● **JOBS**:
1. Repeat the u-substitution passage word for word from "To do a u-substitution, you" to "integral is zero.".
2. Reproduce verbatim the lines of the records from the line with "bench backrest, each" to the line with "[(384, 243)]", including both.

I'm not sure if you then tried a u-substitution or just found an antiderivative.

To do a u-substitution, you often need to have a function $u(x)$ that is increasing. In your case it looks like you tried $u=x^2+z_0^2$, but then the full range of $x$ only has $u$ go from $z_0^2$ to $+\infty$, and that full range of $u$ only covers half the $x$ values. There are two approaches when you have problems like this. You can break your integrand $f(x)$ into two parts, an even part $E(x)=\frac{f(x)+f(-x)}{2}$ and an odd part $O(x)=\frac{f(x)-f(-x)}{2}$ so that $f(x)=E(x)+O(x)$ and thus $\int_{-\infty}^{+\infty}f(x)dx=\int_{-\infty}^{+\infty} E(x)+O(x) dx =\int_{-\infty}^{+\infty}E(x)dx=2\int_{0}^{+\infty}E(x)dx$. You can now safely do the u-substitution in question on the even part. If you do this in your case, the even part is zero, so your integral is zero.

● **EXERCISE MATERIAL**:
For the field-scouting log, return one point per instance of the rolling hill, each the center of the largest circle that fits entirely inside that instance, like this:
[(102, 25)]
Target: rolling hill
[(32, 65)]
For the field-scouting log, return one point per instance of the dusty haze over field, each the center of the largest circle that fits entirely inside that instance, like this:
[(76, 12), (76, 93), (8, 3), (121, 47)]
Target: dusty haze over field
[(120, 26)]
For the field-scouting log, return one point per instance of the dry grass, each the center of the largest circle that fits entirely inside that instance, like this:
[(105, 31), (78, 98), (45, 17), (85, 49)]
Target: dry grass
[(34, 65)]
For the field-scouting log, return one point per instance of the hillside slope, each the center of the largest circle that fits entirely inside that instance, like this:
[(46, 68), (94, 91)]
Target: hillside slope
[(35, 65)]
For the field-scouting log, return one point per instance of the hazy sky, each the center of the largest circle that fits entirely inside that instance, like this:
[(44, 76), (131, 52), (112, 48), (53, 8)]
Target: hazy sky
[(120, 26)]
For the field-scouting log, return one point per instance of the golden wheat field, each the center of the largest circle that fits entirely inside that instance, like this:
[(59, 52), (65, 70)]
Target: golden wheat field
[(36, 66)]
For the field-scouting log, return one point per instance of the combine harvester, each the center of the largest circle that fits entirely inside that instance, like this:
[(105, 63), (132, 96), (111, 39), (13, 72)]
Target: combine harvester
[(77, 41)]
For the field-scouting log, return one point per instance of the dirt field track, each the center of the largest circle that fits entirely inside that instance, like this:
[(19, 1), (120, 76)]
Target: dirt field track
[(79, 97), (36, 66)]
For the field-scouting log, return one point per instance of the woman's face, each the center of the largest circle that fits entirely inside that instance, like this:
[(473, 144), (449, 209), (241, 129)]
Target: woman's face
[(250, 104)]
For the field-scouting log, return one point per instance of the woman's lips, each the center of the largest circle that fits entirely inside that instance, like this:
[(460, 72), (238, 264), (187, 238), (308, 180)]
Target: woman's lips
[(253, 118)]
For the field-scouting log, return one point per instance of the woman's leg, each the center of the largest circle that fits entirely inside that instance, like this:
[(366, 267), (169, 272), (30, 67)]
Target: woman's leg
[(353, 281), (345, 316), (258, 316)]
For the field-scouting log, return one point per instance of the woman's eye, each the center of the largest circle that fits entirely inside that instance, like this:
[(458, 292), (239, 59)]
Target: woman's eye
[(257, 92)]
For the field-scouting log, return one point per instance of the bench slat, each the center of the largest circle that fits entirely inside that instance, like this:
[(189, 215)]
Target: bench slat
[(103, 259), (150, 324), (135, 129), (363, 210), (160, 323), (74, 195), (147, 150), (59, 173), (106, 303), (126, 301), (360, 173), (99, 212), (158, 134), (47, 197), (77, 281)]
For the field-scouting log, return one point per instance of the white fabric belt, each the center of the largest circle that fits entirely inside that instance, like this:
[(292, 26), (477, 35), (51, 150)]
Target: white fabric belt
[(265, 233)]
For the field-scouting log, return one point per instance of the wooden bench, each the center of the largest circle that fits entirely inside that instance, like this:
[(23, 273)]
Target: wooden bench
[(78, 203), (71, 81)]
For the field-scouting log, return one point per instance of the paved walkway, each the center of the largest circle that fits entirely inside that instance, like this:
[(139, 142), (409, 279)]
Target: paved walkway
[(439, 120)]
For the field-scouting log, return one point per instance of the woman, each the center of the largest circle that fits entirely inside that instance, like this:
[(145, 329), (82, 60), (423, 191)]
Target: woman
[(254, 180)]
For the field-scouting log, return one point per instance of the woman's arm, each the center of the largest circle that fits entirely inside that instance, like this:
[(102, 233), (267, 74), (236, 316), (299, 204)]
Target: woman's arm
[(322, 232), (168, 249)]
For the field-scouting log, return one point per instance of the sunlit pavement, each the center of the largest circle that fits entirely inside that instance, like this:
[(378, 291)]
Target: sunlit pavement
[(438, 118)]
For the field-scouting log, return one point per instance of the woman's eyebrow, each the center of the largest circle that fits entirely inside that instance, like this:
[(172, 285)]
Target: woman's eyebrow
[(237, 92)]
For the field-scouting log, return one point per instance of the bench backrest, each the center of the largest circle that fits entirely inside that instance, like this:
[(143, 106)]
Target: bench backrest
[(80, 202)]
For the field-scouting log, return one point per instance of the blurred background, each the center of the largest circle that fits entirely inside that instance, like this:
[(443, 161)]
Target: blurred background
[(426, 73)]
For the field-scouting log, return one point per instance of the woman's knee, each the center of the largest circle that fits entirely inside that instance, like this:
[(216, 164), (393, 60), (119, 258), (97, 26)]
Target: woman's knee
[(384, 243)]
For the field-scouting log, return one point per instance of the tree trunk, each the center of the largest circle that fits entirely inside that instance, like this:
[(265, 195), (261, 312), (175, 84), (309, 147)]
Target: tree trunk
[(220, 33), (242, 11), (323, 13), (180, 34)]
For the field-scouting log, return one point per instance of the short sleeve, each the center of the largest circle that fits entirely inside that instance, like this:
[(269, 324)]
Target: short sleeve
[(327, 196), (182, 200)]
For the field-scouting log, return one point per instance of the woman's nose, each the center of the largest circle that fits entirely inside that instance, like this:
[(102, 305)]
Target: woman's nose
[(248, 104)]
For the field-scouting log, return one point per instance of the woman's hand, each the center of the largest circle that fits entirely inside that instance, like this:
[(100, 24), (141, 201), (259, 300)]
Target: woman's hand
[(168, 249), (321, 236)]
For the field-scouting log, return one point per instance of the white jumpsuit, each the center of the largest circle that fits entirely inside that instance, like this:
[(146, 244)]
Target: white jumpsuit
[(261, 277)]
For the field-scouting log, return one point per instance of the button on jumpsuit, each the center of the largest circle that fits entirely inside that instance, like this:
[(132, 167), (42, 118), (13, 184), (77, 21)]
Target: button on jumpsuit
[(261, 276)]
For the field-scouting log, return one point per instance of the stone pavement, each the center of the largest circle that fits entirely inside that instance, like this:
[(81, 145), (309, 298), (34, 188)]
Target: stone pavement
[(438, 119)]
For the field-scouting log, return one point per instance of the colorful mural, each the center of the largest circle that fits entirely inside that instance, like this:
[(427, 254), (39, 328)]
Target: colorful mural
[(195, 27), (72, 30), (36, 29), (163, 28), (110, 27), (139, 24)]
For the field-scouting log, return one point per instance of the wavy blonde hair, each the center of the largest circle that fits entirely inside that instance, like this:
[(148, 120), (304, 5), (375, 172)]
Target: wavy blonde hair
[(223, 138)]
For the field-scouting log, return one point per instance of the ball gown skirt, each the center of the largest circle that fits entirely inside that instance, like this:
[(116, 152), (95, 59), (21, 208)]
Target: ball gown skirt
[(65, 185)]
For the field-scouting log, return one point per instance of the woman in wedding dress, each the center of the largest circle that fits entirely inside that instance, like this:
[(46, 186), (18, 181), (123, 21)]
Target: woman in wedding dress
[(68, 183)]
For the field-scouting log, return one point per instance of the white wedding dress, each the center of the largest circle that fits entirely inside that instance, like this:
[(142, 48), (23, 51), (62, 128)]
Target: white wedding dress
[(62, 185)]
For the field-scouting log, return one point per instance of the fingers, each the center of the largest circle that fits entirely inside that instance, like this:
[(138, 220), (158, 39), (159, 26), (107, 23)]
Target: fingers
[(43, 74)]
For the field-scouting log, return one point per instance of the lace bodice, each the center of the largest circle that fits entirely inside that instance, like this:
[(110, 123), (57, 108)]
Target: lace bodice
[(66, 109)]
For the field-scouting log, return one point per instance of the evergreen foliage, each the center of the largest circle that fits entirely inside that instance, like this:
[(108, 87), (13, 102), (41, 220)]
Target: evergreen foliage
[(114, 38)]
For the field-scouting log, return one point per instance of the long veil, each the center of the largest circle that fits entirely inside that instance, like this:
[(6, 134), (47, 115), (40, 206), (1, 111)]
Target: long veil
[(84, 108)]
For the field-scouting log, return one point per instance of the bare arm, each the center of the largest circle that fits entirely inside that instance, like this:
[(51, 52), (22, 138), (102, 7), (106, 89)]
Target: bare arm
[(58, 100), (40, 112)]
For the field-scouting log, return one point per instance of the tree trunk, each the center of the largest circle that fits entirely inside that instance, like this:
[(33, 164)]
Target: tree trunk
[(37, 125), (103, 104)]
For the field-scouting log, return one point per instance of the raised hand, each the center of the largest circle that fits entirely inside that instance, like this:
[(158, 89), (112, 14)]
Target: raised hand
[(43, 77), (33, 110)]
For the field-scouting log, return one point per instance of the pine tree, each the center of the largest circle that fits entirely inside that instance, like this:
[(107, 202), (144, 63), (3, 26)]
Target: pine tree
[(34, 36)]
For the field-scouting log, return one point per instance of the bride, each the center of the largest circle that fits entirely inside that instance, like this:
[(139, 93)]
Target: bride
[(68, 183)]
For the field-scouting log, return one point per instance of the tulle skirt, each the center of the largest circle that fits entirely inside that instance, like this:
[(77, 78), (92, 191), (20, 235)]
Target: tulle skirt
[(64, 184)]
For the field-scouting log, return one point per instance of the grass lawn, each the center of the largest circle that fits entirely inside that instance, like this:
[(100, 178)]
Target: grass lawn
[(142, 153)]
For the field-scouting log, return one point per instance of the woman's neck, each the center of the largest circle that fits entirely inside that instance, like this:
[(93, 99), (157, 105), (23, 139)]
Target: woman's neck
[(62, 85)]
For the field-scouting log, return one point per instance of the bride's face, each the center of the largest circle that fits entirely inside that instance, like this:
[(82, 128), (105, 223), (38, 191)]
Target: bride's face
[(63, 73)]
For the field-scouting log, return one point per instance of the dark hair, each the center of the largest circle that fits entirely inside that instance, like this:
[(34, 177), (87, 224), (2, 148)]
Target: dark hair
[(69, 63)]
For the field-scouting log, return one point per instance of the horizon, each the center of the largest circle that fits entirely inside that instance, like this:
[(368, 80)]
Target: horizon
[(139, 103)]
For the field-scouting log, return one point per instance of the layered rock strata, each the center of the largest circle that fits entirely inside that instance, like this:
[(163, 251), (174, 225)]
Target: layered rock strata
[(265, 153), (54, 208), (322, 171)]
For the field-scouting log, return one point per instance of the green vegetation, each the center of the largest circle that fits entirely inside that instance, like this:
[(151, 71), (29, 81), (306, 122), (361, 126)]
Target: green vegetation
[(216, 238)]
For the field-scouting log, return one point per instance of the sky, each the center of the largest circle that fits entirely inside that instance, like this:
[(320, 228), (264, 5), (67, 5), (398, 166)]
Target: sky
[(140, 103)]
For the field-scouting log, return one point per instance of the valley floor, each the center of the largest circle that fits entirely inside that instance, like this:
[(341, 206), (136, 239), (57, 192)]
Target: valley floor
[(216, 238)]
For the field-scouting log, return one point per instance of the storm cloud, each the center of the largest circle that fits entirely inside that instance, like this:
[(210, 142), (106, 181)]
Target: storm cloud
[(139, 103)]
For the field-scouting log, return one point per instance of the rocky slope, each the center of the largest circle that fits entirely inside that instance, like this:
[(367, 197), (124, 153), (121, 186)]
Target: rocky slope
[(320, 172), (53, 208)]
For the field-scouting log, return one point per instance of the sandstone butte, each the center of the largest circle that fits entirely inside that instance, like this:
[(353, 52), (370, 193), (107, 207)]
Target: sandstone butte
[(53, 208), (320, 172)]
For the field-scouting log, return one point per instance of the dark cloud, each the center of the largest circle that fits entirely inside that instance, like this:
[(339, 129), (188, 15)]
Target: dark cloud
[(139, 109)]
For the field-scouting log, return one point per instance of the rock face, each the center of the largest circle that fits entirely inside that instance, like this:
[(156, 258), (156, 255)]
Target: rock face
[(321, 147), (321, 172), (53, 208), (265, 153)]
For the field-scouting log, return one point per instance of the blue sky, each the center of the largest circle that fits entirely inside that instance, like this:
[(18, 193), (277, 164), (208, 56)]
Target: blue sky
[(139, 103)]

● **SOLUTIONS FOR EACH TASK**:
1.
To do a u-substitution, you often need to have a function $u(x)$ that is increasing. In your case it looks like you tried $u=x^2+z_0^2$, but then the full range of $x$ only has $u$ go from $z_0^2$ to $+\infty$, and that full range of $u$ only covers half the $x$ values. There are two approaches when you have problems like this. You can break your integrand $f(x)$ into two parts, an even part $E(x)=\frac{f(x)+f(-x)}{2}$ and an odd part $O(x)=\frac{f(x)-f(-x)}{2}$ so that $f(x)=E(x)+O(x)$ and thus $\int_{-\infty}^{+\infty}f(x)dx=\int_{-\infty}^{+\infty} E(x)+O(x) dx =\int_{-\infty}^{+\infty}E(x)dx=2\int_{0}^{+\infty}E(x)dx$. You can now safely do the u-substitution in question on the even part. If you do this in your case, the even part is zero, so your integral is zero.

2.
For the field-scouting log, return one point per instance of the bench backrest, each the center of the largest circle that fits entirely inside that instance, like this:
[(143, 106)]
Target: bench backrest
[(80, 202)]
For the field-scouting log, return one point per instance of the blurred background, each the center of the largest circle that fits entirely inside that instance, like this:
[(443, 161)]
Target: blurred background
[(426, 73)]
For the field-scouting log, return one point per instance of the woman's knee, each the center of the largest circle that fits entirely inside that instance, like this:
[(216, 164), (393, 60), (119, 258), (97, 26)]
Target: woman's knee
[(384, 243)]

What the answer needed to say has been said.